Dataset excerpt
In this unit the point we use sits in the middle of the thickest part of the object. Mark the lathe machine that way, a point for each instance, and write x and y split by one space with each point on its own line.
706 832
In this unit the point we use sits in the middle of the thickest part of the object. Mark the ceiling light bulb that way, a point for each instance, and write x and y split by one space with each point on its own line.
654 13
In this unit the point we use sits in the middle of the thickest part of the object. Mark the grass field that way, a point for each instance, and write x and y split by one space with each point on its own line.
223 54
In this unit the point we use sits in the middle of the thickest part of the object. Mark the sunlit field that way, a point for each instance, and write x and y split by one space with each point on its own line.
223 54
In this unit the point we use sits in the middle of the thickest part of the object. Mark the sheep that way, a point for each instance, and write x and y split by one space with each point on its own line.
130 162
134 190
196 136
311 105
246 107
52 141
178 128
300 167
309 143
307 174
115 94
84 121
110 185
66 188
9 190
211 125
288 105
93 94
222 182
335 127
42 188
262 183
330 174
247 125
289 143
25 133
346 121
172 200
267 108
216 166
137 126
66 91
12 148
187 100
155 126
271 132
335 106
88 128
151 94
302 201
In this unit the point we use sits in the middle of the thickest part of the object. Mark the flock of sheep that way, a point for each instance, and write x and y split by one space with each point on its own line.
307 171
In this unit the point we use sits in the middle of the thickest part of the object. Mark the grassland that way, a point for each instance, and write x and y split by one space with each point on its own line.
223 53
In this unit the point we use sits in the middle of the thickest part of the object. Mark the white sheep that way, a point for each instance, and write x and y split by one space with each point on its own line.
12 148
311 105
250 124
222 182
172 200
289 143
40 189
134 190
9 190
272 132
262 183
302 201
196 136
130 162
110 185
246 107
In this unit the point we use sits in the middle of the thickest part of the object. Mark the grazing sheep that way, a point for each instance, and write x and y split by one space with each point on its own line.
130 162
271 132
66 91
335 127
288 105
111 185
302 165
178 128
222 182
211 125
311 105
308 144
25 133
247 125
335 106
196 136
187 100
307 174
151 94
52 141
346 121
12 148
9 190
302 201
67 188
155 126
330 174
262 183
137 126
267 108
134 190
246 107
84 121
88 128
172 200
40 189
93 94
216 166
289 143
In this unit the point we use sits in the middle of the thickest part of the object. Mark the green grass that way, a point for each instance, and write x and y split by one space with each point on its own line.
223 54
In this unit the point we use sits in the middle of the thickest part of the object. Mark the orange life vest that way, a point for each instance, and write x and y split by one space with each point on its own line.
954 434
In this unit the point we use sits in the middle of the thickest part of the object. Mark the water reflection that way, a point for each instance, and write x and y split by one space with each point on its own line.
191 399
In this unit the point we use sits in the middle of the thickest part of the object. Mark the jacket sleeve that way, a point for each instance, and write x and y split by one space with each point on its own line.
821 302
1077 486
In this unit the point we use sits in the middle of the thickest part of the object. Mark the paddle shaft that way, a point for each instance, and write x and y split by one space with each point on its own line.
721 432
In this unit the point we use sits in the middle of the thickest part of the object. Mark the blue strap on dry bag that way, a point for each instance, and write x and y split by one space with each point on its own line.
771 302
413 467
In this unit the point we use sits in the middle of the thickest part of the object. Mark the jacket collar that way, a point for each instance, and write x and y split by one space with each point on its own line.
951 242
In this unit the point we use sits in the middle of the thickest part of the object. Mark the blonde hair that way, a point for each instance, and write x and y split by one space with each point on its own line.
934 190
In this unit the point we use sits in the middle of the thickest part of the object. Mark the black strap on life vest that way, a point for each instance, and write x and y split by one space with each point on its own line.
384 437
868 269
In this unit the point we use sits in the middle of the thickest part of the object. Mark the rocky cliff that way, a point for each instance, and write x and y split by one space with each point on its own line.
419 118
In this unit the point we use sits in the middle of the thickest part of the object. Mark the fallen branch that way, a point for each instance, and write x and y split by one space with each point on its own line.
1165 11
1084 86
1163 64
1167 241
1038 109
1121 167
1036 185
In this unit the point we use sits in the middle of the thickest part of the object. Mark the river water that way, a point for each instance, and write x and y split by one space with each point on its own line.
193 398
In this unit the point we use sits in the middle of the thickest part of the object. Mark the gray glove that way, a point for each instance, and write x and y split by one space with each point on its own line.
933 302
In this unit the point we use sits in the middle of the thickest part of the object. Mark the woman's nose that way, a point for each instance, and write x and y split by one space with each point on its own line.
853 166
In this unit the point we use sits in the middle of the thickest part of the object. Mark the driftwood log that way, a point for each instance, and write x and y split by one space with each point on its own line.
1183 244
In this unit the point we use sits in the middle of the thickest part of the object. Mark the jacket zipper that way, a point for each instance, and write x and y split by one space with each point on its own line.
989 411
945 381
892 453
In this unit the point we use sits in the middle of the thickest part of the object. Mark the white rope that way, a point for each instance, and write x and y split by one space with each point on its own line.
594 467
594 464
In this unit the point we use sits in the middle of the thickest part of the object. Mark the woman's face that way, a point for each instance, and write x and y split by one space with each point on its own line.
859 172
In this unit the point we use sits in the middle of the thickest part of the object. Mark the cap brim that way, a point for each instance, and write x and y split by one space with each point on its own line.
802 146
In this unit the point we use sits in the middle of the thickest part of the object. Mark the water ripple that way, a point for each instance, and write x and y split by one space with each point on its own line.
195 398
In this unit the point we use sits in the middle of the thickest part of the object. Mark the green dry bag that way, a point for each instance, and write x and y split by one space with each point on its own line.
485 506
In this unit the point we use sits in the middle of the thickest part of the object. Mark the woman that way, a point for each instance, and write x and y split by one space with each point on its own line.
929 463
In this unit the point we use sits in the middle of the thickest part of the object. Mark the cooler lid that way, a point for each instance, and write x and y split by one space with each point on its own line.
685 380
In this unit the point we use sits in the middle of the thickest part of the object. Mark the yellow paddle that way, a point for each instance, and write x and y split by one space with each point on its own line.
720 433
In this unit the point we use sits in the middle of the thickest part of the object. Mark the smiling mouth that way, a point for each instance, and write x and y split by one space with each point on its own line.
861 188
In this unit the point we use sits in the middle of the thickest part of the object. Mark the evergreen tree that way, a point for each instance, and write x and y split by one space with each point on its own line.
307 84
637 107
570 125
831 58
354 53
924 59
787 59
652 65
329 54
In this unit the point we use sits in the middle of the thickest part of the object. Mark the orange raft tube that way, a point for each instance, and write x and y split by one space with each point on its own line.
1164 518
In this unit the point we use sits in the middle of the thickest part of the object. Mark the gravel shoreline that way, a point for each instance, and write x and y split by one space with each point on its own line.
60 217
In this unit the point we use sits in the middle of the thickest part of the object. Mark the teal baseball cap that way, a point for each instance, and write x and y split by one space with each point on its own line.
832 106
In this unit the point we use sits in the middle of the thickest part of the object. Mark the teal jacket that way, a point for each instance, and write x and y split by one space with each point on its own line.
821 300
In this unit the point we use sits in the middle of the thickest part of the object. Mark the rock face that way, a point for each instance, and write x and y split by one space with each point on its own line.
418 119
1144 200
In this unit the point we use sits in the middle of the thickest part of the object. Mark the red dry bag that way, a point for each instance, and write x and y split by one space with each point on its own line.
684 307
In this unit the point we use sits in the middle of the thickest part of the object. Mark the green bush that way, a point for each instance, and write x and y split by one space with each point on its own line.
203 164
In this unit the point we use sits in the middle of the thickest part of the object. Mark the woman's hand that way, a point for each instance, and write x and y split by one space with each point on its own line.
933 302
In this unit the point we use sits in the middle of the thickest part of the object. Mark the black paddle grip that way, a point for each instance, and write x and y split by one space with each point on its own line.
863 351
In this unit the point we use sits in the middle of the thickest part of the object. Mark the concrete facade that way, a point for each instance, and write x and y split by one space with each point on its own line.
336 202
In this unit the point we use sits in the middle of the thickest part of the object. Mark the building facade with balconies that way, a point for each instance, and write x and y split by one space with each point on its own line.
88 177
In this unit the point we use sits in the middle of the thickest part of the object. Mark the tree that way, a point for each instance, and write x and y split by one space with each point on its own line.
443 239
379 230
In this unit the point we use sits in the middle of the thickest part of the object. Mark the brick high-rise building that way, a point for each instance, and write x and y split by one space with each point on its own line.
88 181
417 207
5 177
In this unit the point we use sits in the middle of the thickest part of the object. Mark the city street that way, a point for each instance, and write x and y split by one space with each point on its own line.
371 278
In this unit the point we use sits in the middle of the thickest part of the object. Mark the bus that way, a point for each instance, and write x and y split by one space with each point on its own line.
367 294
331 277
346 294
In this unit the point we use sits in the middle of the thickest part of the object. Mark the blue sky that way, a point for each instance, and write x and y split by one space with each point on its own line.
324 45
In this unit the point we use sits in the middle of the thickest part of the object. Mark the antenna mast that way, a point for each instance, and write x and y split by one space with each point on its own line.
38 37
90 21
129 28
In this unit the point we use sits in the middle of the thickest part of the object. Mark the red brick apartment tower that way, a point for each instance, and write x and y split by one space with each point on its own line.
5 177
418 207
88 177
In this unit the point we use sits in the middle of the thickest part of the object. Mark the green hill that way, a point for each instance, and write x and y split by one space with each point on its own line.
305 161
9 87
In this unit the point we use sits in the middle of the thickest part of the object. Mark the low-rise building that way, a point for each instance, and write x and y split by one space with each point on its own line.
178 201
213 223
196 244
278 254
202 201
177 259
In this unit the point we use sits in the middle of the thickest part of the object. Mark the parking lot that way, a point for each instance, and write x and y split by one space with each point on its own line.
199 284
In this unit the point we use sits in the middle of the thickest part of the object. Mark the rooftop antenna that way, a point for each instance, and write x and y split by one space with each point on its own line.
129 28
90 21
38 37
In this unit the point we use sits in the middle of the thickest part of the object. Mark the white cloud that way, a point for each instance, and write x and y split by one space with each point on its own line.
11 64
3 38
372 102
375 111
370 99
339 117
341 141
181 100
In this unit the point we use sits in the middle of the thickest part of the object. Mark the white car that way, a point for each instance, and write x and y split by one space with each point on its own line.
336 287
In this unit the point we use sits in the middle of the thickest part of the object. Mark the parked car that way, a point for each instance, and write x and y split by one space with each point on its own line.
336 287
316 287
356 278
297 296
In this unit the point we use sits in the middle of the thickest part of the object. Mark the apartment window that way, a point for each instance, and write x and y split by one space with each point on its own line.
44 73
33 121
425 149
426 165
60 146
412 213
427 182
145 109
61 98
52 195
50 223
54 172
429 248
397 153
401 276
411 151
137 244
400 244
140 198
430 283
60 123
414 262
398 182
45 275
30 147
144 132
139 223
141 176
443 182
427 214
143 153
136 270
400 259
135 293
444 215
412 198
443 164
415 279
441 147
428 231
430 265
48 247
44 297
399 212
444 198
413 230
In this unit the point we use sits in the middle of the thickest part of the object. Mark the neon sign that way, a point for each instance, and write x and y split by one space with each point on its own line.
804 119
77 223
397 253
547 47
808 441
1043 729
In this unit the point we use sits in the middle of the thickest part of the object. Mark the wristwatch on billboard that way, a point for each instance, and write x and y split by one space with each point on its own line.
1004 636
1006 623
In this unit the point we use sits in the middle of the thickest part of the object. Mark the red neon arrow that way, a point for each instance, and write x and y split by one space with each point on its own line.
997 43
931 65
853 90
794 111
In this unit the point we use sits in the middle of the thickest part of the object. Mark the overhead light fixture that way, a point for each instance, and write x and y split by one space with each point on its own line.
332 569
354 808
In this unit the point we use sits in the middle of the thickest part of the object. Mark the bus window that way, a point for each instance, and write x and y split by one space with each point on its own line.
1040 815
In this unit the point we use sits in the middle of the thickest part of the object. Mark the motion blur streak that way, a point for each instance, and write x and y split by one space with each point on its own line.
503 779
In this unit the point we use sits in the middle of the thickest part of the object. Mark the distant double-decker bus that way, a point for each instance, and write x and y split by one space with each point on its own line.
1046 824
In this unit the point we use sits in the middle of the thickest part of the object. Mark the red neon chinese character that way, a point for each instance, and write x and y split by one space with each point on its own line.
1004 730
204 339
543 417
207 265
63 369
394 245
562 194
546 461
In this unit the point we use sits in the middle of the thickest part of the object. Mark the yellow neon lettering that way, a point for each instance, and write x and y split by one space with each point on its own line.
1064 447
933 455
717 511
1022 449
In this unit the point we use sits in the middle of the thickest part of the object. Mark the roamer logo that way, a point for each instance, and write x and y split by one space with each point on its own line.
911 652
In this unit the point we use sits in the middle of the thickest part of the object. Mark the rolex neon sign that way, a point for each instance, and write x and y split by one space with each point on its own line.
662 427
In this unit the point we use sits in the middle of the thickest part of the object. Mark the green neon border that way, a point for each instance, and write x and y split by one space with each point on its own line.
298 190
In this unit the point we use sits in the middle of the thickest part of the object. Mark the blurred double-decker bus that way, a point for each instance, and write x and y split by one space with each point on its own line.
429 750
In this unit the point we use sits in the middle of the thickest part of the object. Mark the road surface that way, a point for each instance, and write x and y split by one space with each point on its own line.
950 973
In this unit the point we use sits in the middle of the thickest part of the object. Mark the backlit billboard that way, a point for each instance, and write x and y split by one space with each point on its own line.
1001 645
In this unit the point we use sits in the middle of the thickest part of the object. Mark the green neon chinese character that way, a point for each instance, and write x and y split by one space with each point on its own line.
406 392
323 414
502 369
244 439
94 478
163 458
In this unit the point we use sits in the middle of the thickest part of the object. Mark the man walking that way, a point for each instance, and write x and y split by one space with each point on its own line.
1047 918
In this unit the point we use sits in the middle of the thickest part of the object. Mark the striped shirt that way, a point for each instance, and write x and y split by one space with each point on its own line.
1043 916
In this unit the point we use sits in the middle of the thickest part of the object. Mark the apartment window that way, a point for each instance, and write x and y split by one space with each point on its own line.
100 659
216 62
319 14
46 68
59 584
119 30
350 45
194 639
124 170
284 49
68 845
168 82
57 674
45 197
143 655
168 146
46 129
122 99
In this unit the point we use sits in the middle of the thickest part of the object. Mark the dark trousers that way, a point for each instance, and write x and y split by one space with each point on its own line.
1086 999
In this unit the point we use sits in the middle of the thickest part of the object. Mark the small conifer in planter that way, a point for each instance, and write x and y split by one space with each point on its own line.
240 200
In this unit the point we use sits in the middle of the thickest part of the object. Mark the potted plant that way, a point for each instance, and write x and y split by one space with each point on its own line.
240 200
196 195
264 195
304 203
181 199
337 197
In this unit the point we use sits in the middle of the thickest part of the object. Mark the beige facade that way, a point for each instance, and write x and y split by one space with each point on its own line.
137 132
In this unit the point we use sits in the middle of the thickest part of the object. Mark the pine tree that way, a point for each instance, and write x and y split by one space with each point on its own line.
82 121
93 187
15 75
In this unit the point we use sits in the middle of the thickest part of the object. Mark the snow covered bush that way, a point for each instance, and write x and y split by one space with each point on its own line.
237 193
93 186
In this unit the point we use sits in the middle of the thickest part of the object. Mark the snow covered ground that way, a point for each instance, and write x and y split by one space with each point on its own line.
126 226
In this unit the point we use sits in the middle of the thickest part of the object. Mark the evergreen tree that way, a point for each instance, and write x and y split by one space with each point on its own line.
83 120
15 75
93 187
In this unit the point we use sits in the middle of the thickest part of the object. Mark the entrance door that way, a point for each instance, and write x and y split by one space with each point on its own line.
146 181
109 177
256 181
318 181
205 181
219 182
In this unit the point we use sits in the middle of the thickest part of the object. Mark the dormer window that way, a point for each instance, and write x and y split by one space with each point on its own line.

§ Task requirements
Begin with the line that contains "snow covered ground" and end with the last line of the records; set down every line in that span exactly, and nothing else.

§ Response below
In this unit the point we use sits in the middle of the thickest part of the object. Mark the snow covered ground that way, a point for each instance, and write x and y split by one space with each point on its own line.
126 226
In this unit the point we use sits in the middle of the thickest part of the object. Mark the evergreen tree that way, a point for each instance, and write x and y split by one space with each point on its own line.
83 120
15 75
93 187
In this unit the point we use sits in the middle of the thickest part of the object. Mark the entrance door that way, a point for each instance, and write x and y split by one space with each point on its own line.
146 181
109 177
256 181
318 181
205 181
219 182
In this unit the point we use sits in the middle of the thickest part of the object. Mark the dormer window that way, a point for each instance, and write x and y split by one space with each point on its own line.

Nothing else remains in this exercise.